MATERIAL PROVIDED

+ + + + +

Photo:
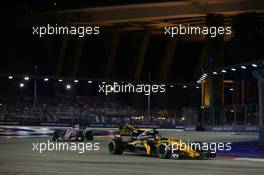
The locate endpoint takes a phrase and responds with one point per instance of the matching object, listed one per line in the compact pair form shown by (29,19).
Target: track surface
(17,157)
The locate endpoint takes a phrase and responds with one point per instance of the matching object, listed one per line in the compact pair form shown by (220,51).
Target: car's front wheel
(115,146)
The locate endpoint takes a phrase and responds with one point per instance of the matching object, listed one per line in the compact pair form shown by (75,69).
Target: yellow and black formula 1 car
(151,143)
(130,130)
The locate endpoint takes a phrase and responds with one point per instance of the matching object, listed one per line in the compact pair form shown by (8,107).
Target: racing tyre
(89,135)
(79,136)
(163,151)
(116,146)
(55,136)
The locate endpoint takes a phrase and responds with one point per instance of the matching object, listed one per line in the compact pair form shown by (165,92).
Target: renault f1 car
(151,143)
(130,130)
(72,134)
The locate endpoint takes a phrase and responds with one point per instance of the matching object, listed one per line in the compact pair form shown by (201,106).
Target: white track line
(250,159)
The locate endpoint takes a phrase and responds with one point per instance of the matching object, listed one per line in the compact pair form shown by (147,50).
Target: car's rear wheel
(79,136)
(163,151)
(116,146)
(89,135)
(55,136)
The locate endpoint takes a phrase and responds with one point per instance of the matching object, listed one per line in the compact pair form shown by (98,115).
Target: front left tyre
(116,146)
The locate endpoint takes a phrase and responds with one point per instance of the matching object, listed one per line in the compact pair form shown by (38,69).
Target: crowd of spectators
(92,109)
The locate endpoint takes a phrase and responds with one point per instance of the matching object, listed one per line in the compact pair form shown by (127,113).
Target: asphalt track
(17,157)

+ + + + +

EXERCISE DETAILS
Take the line containing "Target: car's rear wheel" and every line after it up to the last line of the listing, and output them exactly, with nothing else.

RESULT OF THIS TASK
Target: car's rear wheel
(79,136)
(163,151)
(116,146)
(89,135)
(55,136)
The locate endpoint takes a phrase and responds with one point per instance of the matching object, listed one per line in the compact pair form shown by (98,115).
Target: front left tyre
(116,146)
The locate endpoint takes a phrase and responds with one point per instance of the matching object, listed one per line in the compact pair form shown by (38,69).
Target: crowd of spectators
(92,109)
The locate endpoint takes a phrase and responds with one point per instance of the matching object, listed one per line in the compact pair form shown by (127,113).
Target: asphalt track
(17,157)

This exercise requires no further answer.